§ **Passage shown**
● ● ● ● ● ● ●
The session is organized by Salla Sariola; salla.sariola (at) helsinki.fi, Jose A. Cañada; jose.a.canada (at) helsinki.fi, and Tiina Vaittinen, tiina.vaittinen (at) uta.fi. Feel free to contact them if you have any questions about the session!
Kaisa Haukka and Salla attended the AMR – One Health conference in Benin. The event was organized by AMRIWA partners in Benin, Prof Dissou Affolabi and his team. The event was attended by West African researchers and doctors and WHO staff working on AMR. During a round table discussion., Dr. Bernadette Ramirez from WHO asked participants to raise their hands about their backgrounds to get a sense which fields the members of the audience came from. The point that she was making was that to tackle AMR, a One Health approach was needed because resistant bacteria move between human, animal and environmental sources. When she asked how many people in the audience were from environmental studies, one person raised her hand, Kaisa. When the animal and veterinary side was enquired, about 6 people raised their hands. The rest were from clinical backgrounds, apart from one social scientist, Salla.
● ● ● ● ● ● ●
§ **What this exercise asks**
• 1. Copy the part of the AMR passage that opens with the words containing "The session is" and closes with "about the session!".
• 2. In the AMR passage, how many people raised their hands when the animal and veterinary side was asked about?
Answer from the AMR passage alone.

§ **Data supplied**
● ● ● ● ● ● ●
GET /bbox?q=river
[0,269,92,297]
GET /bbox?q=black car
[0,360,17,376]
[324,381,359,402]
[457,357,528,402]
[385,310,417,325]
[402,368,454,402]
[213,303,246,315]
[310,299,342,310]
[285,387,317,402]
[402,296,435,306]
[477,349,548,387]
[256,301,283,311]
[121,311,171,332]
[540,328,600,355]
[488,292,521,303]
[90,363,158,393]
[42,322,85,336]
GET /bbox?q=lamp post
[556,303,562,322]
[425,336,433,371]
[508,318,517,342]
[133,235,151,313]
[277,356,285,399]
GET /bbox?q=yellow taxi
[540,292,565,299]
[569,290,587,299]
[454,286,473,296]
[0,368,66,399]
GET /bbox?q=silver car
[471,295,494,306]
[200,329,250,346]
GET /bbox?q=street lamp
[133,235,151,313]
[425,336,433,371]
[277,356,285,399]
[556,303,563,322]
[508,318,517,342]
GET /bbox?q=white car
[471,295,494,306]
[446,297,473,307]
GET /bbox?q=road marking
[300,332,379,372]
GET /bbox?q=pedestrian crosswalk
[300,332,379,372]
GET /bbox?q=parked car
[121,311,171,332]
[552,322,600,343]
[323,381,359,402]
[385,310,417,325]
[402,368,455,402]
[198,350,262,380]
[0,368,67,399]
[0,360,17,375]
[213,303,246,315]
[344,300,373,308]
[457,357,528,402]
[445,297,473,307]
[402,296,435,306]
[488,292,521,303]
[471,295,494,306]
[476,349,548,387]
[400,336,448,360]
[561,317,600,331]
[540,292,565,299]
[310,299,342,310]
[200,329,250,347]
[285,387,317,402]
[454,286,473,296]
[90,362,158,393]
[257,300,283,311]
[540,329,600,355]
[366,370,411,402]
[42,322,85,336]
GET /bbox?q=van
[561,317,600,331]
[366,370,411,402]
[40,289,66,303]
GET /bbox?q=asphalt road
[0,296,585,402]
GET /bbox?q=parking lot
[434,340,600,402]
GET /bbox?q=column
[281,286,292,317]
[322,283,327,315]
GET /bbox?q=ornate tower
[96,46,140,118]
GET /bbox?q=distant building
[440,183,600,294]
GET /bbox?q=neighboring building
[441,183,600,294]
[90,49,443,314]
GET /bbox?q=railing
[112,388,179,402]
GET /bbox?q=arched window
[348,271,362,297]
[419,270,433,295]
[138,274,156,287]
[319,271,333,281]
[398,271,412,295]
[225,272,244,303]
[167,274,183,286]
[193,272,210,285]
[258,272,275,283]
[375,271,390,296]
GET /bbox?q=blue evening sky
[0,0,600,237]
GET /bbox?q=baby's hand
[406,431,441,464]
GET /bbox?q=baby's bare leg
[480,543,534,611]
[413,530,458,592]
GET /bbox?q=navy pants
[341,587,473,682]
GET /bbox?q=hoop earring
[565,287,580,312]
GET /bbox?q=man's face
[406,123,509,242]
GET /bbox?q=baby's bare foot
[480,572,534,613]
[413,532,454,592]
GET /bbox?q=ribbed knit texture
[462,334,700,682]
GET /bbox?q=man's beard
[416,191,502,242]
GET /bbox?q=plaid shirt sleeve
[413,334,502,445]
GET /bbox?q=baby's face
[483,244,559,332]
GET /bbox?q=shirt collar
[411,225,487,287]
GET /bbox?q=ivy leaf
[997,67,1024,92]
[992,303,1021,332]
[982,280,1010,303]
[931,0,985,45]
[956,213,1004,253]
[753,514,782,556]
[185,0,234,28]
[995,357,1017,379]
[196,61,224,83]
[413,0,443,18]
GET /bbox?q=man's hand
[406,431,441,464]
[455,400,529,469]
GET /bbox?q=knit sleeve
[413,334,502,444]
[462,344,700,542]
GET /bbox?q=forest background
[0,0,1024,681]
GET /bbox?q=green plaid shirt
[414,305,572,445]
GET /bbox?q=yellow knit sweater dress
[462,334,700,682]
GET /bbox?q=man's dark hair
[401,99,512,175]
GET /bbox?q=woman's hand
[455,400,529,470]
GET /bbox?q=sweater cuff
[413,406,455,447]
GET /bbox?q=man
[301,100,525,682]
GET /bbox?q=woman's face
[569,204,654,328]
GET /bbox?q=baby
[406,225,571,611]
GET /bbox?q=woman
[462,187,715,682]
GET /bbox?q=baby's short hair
● ● ● ● ● ● ●
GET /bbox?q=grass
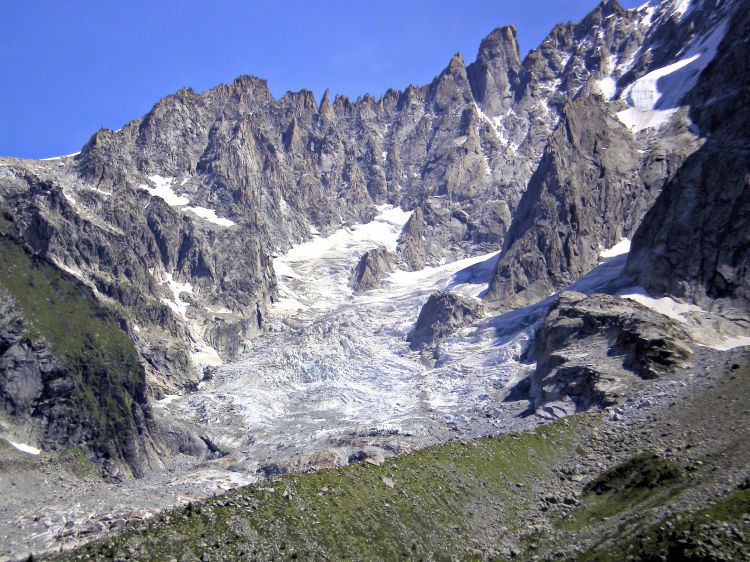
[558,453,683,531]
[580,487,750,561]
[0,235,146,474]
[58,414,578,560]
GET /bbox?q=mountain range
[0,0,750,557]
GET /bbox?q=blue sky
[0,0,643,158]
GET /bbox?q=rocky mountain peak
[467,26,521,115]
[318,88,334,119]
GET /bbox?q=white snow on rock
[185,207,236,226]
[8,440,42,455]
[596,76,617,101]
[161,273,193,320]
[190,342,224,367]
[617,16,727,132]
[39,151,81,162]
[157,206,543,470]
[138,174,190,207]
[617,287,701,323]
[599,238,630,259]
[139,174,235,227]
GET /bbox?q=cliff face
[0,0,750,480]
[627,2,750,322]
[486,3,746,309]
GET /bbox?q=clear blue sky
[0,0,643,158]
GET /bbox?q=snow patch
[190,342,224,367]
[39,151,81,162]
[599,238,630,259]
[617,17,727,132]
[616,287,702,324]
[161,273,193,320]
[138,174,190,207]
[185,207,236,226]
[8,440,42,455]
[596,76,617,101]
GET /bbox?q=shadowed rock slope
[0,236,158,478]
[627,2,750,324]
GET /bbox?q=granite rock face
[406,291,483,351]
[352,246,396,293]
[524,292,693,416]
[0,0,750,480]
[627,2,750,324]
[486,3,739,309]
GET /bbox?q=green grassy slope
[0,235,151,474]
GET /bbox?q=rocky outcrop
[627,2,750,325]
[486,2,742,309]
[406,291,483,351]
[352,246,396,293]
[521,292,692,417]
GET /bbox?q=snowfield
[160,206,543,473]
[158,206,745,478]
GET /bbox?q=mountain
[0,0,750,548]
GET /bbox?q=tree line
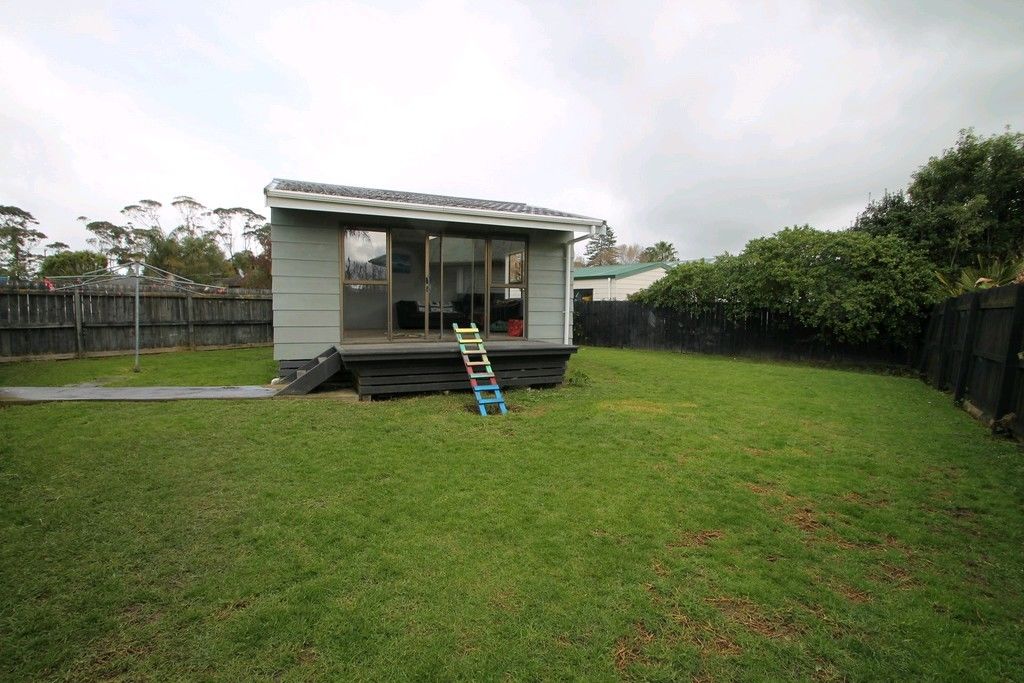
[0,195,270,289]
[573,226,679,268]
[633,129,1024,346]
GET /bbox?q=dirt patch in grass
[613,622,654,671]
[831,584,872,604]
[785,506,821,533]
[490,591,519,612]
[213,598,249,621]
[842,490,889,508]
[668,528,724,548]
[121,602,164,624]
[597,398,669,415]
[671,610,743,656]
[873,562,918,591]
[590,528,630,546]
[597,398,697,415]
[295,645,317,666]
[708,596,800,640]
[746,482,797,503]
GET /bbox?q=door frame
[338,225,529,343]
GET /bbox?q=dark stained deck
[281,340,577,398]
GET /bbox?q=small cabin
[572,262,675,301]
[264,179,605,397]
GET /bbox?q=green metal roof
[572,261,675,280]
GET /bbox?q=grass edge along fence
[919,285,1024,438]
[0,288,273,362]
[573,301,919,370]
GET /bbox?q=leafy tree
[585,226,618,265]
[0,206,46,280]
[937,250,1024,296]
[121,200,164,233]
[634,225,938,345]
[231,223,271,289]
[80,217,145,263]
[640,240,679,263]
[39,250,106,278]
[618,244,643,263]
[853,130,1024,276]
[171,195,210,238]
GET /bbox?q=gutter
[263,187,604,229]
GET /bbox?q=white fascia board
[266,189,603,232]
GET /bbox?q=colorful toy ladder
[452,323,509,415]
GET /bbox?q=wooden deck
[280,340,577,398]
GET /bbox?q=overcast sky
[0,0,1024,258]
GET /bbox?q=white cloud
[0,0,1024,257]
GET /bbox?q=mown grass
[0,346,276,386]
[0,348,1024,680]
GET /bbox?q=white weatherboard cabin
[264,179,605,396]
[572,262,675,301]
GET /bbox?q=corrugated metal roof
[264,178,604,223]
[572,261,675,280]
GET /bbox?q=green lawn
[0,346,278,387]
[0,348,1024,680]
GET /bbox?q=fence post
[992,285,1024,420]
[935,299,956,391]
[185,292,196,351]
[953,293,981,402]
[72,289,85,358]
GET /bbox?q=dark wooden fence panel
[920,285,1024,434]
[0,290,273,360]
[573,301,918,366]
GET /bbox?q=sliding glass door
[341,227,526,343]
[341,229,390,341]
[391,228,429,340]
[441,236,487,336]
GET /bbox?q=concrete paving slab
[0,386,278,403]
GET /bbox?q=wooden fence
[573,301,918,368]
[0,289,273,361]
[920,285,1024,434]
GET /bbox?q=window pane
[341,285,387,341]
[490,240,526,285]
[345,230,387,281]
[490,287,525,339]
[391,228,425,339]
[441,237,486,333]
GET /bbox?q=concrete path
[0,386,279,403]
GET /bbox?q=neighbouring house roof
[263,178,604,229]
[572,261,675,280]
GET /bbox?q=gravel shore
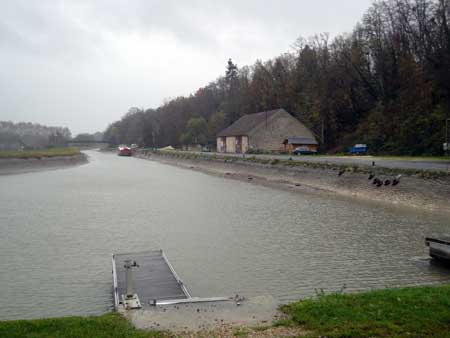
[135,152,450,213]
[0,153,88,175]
● ● ● ● ● ● ●
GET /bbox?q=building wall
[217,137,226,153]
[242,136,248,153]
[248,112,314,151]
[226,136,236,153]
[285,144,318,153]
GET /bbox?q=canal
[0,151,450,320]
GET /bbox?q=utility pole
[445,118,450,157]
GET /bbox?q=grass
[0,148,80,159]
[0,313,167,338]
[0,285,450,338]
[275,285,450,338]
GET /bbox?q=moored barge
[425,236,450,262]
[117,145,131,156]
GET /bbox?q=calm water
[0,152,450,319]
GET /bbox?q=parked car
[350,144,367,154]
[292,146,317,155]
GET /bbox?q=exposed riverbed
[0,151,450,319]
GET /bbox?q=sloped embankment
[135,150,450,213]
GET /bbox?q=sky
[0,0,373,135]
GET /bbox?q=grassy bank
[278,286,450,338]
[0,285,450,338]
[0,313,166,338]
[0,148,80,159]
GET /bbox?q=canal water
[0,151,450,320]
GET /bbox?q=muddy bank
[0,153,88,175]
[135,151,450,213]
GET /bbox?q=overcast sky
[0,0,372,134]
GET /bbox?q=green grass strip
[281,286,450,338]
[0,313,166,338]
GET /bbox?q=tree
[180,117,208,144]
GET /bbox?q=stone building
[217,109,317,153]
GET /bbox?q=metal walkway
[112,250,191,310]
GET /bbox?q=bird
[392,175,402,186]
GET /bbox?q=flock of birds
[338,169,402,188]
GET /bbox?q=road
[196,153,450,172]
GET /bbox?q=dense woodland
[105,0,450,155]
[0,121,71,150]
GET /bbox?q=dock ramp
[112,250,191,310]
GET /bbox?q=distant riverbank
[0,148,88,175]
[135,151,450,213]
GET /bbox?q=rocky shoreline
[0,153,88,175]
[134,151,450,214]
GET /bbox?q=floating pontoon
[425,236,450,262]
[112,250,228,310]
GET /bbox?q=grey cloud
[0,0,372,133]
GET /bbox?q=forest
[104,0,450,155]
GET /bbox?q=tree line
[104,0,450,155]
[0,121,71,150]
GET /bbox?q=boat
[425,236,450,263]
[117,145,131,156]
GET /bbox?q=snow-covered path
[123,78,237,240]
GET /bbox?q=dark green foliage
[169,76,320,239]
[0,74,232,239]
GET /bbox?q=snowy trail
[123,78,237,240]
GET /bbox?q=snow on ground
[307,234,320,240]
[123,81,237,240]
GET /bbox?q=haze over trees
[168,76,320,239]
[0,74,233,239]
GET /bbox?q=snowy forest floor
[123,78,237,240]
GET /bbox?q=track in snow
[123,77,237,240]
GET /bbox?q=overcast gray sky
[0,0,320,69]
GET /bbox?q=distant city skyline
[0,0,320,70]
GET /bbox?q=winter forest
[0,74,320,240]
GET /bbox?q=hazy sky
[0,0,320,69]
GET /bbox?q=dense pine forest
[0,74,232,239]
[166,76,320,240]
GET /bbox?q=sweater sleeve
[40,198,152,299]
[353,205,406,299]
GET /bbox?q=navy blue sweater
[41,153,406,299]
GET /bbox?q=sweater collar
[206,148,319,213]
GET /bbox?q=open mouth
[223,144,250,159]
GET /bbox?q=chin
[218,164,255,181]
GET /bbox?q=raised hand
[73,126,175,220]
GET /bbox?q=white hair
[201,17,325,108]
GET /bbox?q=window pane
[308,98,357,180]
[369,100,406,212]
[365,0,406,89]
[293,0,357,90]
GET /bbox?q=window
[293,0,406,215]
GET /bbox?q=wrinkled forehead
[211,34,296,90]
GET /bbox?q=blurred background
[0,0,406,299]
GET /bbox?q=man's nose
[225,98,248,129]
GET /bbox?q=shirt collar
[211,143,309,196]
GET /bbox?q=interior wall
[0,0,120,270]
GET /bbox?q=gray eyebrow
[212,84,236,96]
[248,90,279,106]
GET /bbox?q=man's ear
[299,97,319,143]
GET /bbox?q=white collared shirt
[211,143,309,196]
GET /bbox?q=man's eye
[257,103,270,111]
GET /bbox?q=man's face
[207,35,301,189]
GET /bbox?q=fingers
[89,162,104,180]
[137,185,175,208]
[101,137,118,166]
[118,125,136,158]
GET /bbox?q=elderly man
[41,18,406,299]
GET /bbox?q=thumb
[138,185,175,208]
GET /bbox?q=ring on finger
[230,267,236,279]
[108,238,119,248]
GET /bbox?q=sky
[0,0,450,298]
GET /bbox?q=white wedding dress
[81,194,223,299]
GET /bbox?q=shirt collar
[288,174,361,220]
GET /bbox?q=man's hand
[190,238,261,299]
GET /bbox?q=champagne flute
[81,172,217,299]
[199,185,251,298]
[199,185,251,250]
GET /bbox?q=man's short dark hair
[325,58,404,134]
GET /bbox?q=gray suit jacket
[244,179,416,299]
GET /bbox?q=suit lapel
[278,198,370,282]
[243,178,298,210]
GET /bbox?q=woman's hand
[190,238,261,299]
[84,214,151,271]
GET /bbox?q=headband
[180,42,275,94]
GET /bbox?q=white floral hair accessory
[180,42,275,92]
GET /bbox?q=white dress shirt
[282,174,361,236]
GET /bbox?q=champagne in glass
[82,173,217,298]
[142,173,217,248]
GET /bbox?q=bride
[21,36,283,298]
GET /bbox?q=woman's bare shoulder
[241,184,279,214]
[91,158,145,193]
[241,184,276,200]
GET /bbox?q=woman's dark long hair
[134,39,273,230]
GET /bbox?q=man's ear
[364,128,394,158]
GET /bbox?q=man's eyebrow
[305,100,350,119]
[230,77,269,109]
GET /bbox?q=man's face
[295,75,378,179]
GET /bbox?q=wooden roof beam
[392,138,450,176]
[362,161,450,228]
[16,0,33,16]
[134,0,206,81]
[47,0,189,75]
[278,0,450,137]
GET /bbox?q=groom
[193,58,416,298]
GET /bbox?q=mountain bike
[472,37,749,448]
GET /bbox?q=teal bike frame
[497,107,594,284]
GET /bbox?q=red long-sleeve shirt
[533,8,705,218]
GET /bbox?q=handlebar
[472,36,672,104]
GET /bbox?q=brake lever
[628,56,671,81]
● ● ● ● ● ● ●
§ **Answers for the tasks**
• 1.
The session is organized by Salla Sariola; salla.sariola (at) helsinki.fi, Jose A. Cañada; jose.a.canada (at) helsinki.fi, and Tiina Vaittinen, tiina.vaittinen (at) uta.fi. Feel free to contact them if you have any questions about the session!

• 2. About 6 people.